## Opdracht
Schrijf alle gegevens hieronder opnieuw uit en vervang daarbij overal "rhino's" door "animal's", zonder verder iets te veranderen. Laat de afbeeldingen weg uit je antwoord.

## Vastgelegde gegevens

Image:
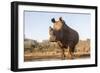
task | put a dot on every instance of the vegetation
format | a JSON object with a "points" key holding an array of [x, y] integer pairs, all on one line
{"points": [[45, 49]]}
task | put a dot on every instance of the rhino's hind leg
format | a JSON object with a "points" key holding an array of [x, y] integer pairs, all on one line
{"points": [[63, 54], [70, 54]]}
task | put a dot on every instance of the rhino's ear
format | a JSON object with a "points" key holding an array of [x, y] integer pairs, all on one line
{"points": [[60, 18], [53, 20]]}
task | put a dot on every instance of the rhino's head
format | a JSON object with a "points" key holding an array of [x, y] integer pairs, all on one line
{"points": [[56, 32]]}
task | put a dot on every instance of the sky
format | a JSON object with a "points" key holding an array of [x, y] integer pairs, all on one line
{"points": [[36, 24]]}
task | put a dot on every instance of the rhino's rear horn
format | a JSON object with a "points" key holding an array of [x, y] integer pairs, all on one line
{"points": [[53, 20]]}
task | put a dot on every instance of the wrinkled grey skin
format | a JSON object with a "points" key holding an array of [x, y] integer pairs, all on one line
{"points": [[65, 37]]}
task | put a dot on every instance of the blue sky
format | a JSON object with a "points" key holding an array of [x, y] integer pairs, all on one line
{"points": [[36, 24]]}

## Uitvoer
Image:
task | put a dot on every instance of the vegetation
format | a JSON object with a "points" key holding an array of [x, y] integer pairs, all on one line
{"points": [[45, 49]]}
task | put a dot on every instance of the animal's hind leg
format | a JSON object with a "points" key holding an array of [x, y] integer pairs, all on one line
{"points": [[63, 54], [70, 54]]}
task | put a dot on every instance of the animal's ear
format | a JSON object with a "points" key holding an array of [x, y] integer pairs, all on one line
{"points": [[60, 18], [53, 20]]}
task | put a dot on every instance of the animal's head
format | a JSON object with a "points" key holding an array of [x, y] integer pairs, all on one line
{"points": [[56, 32]]}
task | put a dot on every instance of the sky
format | a JSON object with a "points" key holding an array of [x, y] integer pairs, all on one line
{"points": [[36, 24]]}
task | put a dot on every instance of the animal's rear horn
format | a JSON object with a "points" key holding an array of [x, y] integer pairs, all on one line
{"points": [[53, 20]]}
task | put a dot on every instance of the wrinkled grey skin
format | a JSON object with a "points" key holding an array of [x, y] integer pairs, all on one line
{"points": [[65, 37]]}
task | put a dot on every instance of the blue sky
format | a JSON object with a "points" key holding an array of [x, y] integer pairs, all on one line
{"points": [[36, 24]]}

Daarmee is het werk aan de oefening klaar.